▶ [WRITTEN TASK]: Below is a set of entries. Reproduce exactly the lines from the one containing "spot the perched bird." through the end, both included.

▶ [DATA FOR PROCESSING]:

►

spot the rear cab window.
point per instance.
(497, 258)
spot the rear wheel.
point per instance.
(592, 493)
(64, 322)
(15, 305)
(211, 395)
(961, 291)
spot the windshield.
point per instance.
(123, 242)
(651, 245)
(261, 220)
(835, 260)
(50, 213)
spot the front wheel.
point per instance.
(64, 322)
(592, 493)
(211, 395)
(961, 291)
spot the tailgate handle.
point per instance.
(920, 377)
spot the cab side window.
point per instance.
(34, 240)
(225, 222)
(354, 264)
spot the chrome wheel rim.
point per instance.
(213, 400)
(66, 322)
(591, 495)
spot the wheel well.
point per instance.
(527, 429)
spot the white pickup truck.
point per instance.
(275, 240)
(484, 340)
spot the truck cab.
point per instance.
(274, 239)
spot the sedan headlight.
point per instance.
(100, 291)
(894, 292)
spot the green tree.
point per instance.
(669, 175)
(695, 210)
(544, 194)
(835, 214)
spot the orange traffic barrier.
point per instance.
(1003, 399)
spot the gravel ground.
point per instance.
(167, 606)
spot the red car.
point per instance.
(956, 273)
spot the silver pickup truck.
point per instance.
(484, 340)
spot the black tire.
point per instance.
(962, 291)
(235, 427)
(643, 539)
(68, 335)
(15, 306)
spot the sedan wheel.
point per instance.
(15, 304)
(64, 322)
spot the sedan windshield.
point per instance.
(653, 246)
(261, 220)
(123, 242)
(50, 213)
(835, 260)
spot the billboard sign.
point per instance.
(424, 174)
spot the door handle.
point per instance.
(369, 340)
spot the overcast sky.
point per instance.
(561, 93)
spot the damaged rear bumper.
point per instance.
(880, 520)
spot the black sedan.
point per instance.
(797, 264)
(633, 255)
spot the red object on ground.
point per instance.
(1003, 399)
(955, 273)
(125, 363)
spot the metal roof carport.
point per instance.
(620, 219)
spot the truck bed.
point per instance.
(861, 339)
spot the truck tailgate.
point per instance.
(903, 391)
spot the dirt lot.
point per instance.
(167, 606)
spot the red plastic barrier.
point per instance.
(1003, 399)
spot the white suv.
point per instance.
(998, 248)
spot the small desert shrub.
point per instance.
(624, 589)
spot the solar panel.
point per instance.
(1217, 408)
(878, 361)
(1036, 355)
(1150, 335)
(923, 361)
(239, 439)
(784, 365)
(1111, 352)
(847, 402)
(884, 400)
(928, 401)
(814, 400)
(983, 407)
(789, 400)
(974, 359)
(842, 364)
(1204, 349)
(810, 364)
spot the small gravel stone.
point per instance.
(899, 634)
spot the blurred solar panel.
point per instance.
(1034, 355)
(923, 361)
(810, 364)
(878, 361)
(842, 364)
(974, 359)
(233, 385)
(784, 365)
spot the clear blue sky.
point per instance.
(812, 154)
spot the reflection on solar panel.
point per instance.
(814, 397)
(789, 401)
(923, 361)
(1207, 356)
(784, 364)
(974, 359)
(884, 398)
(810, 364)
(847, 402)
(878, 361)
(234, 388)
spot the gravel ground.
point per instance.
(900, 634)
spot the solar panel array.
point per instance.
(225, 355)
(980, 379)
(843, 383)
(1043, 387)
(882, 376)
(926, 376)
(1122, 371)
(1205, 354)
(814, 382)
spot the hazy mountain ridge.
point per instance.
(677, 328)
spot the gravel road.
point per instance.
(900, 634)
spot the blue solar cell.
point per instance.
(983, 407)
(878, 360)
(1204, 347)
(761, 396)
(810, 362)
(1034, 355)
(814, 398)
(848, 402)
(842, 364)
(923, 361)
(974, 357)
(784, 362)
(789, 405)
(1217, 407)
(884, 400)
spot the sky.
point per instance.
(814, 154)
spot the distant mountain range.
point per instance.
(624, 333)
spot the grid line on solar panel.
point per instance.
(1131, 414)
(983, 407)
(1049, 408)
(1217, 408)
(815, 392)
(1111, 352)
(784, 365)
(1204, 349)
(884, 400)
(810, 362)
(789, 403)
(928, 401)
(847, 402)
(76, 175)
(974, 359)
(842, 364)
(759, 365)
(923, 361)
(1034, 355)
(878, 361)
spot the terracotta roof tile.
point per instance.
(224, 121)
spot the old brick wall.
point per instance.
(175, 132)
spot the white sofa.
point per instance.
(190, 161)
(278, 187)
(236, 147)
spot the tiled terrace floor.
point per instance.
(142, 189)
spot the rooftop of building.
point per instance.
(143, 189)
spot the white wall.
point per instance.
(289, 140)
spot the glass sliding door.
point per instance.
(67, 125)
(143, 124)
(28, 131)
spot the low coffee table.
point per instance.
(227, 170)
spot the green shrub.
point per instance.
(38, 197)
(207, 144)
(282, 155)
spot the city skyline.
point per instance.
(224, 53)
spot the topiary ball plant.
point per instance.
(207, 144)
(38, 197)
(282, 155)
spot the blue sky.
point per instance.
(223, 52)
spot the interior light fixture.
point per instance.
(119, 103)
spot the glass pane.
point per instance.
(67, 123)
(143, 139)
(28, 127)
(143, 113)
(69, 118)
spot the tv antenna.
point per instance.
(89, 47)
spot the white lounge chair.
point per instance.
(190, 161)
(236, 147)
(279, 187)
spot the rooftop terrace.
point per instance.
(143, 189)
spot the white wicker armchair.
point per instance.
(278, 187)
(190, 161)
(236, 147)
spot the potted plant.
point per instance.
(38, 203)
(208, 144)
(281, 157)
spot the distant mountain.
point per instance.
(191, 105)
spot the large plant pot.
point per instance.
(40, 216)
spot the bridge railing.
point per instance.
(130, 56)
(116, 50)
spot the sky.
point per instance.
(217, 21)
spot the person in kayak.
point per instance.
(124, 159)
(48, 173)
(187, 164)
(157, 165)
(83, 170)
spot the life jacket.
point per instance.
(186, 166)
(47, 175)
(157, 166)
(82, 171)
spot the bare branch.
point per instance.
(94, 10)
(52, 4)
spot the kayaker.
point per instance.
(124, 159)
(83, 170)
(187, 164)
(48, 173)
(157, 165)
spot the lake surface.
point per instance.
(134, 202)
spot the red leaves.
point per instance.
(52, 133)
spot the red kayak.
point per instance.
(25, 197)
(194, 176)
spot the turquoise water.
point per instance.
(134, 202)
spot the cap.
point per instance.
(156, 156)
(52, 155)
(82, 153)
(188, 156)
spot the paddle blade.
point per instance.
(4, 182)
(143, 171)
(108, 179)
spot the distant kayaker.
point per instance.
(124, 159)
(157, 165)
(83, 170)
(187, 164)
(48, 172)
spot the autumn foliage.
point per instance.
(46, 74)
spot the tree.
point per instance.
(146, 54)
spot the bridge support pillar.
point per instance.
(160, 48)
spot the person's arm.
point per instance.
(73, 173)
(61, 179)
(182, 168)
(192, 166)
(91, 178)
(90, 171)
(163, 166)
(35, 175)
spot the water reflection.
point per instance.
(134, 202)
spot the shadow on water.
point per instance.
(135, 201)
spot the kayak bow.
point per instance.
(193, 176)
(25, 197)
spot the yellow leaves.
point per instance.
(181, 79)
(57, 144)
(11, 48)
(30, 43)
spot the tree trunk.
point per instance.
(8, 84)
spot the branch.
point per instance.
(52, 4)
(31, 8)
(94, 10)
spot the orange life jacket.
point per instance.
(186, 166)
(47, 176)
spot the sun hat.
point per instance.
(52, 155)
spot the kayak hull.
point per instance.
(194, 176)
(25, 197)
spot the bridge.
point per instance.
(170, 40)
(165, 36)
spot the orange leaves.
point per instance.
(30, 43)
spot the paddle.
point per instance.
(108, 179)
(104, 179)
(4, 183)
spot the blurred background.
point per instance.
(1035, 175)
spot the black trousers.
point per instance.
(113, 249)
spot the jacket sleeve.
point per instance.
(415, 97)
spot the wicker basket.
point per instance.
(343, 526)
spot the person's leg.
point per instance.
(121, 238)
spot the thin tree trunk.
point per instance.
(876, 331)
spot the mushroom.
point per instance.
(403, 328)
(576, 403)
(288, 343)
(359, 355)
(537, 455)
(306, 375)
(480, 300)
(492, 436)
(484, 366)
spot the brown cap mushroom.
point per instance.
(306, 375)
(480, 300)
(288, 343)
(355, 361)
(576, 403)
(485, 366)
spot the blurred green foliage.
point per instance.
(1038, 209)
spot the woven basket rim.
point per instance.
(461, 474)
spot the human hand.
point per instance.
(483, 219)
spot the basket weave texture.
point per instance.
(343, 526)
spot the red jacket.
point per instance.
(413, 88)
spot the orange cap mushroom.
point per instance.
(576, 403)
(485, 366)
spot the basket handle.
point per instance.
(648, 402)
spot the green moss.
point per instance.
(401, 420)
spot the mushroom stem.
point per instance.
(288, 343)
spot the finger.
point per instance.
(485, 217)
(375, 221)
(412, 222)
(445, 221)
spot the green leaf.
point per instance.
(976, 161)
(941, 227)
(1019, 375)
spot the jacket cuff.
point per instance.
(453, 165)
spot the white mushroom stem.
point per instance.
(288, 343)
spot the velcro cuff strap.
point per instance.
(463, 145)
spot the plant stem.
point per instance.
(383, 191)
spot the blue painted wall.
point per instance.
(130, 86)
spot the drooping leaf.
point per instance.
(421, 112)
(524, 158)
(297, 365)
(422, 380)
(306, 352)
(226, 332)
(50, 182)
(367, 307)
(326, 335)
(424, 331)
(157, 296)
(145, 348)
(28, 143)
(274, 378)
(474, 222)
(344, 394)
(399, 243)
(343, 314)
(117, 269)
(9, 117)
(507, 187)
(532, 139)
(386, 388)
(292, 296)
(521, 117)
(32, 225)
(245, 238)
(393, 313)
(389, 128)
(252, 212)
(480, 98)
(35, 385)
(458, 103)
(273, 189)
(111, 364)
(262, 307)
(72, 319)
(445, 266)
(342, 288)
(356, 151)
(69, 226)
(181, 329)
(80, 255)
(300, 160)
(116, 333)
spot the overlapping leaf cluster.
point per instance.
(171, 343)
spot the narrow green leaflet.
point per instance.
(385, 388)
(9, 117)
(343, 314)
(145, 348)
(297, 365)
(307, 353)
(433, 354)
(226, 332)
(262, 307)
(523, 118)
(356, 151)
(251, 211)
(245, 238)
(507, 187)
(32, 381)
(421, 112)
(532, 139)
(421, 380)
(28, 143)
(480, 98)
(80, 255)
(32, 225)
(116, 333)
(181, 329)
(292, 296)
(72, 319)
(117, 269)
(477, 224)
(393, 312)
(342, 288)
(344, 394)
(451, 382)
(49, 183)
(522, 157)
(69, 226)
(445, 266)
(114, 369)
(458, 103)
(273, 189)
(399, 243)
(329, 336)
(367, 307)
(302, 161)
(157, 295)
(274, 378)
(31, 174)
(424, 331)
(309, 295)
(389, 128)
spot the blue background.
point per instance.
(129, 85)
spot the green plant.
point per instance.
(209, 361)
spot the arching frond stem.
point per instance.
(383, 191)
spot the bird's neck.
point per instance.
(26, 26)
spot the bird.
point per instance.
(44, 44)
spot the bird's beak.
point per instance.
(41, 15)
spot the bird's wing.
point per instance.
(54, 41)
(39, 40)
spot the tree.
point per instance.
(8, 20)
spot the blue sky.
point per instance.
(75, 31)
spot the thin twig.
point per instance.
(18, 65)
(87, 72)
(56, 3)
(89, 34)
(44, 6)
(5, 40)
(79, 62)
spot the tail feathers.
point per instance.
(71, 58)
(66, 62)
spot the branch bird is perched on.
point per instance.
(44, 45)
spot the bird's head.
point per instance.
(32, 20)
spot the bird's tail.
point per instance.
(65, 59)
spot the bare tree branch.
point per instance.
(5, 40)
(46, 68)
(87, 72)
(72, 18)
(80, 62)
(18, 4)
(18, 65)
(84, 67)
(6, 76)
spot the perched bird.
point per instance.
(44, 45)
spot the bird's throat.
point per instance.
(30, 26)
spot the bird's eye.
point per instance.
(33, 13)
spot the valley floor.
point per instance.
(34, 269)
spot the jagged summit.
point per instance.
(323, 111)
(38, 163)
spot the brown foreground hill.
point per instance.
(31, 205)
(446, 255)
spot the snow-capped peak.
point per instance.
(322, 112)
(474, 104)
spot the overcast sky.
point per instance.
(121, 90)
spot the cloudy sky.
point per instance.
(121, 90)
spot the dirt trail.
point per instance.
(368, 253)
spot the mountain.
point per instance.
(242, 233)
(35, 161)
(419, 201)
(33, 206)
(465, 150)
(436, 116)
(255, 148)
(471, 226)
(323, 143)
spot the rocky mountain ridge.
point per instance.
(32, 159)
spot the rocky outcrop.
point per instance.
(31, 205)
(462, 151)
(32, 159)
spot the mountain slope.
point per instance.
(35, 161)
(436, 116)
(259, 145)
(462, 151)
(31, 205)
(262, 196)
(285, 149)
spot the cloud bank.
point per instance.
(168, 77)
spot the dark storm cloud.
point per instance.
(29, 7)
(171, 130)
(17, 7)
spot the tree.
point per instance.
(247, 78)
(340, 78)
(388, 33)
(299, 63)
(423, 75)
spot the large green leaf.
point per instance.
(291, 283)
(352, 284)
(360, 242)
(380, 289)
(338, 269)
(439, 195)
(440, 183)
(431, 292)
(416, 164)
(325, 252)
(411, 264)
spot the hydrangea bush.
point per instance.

◄

▶ [CORRECT RESULT]:
spot the perched bird.
point per instance.
(44, 45)
spot the bird's throat.
point per instance.
(30, 26)
spot the bird's eye.
point per instance.
(33, 13)
spot the valley floor.
point per instance.
(34, 269)
spot the jagged summit.
point per instance.
(323, 111)
(38, 163)
spot the brown foreground hill.
point per instance.
(31, 205)
(446, 255)
spot the snow-capped peak.
point per instance.
(322, 112)
(474, 104)
spot the overcast sky.
point per instance.
(121, 90)
spot the cloudy sky.
point per instance.
(121, 90)
spot the dirt trail.
point per instance.
(368, 253)
spot the mountain.
point per instance.
(242, 233)
(35, 161)
(419, 201)
(33, 206)
(465, 150)
(436, 116)
(255, 148)
(471, 226)
(323, 143)
spot the rocky mountain ridge.
point per instance.
(32, 159)
spot the rocky outcrop.
point per instance.
(31, 205)
(462, 151)
(32, 159)
spot the mountain slope.
point per instance.
(35, 161)
(436, 116)
(259, 145)
(462, 151)
(31, 205)
(262, 196)
(285, 149)
spot the cloud bank.
point per instance.
(168, 77)
spot the dark storm cloud.
point per instance.
(29, 7)
(171, 130)
(17, 7)
spot the tree.
point per instance.
(247, 78)
(340, 78)
(388, 33)
(299, 63)
(423, 75)
spot the large green leaf.
point per instance.
(291, 283)
(352, 284)
(360, 242)
(380, 289)
(338, 269)
(439, 195)
(440, 183)
(431, 292)
(416, 164)
(325, 252)
(411, 264)
spot the hydrangea bush.
point per instance.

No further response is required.